---------- SOURCE DOCUMENT

SES Americom will carry satellite integrator OnSat’s transponder service week-to-week until OnSat moves to another satellite provider, an OnSat spokesman told us Friday. SES’s contract with OnSat expired June 30. FCC interventions led SES to extend service twice. A fourth extension was to end Friday. To keep serving OnSat, SES Americom had to move it from AMC 2 to AMC 4.
SES Americom and OnSat will extend service to the Navajo Nation until Aug. 22 while OnSat shifts to another provider, OnSat said. “No service will be lost to any of the safety networks,” said OnSat CEO Dave Stephens. OnSat was serving the Navajo Nation via SES transponders, an arrangement that collapsed when OnSat didn’t pay its bills because the Universal Service Administrative Co. hadn’t paid it money owed for servicing Navajo Nation libraries, OnSat said. The Navajo Nation applied for and was approved for E-rate money. Disbursement of the funds has lagged while USAC investigates whether the Navajo Nation adheres to its rules. SES told the FCC earlier this month that it definitely would end OnSat’s service because a customer wanted the capacity (CD Aug 6 p13). SES provides transponder service to OnSat, which provides the gear and runs the Navajo Nation communications network. Non-USAC funds paid for the Navajo safety agency network, but the satellite transponder service for the entire Navajo Nation network was to be covered by E-rate funds, officials have said. SES’s contract with OnSat expired June 30. SES twice extended service after the FCC intervened. A third extension was to expire Friday.

--------------------

--- EXERCISE DETAILS ---
In the news report on OnSat and SES Americom, until what date will service to the Navajo Nation be extended while OnSat shifts to another provider?

---------- RECORD SET

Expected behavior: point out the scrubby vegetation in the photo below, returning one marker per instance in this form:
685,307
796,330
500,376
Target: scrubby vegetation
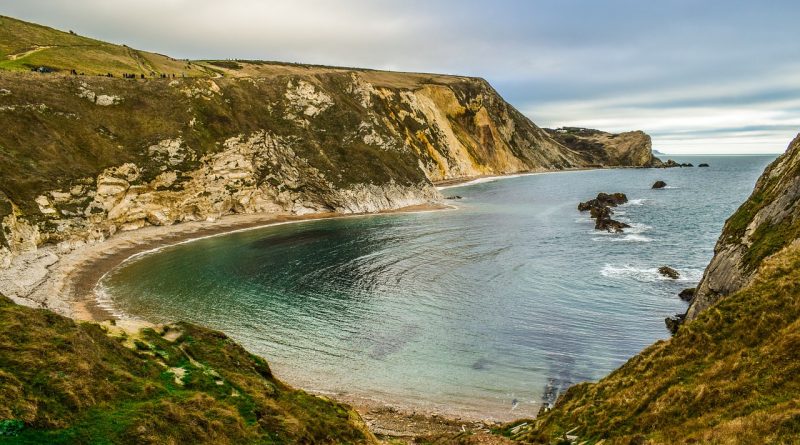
66,382
729,377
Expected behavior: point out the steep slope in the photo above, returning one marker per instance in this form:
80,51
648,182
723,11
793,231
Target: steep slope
765,223
728,376
25,46
630,149
63,382
83,157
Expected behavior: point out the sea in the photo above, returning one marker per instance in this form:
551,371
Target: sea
488,310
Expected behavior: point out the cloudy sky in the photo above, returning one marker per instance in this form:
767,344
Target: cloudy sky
699,76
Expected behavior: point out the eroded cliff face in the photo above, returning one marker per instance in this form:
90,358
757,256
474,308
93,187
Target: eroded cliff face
768,221
628,149
85,157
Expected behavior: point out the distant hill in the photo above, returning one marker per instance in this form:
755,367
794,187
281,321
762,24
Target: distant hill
730,373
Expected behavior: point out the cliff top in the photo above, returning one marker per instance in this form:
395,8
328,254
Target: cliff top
26,47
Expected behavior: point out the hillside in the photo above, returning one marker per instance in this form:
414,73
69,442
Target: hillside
25,46
768,221
64,382
83,156
729,375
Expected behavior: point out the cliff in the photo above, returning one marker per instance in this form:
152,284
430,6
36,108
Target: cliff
64,382
729,374
629,149
158,141
764,224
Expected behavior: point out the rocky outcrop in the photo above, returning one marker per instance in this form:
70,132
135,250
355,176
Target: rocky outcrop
669,272
86,156
600,210
768,221
629,149
687,294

--------------------

--- SOLUTION BELOW ---
Aug. 22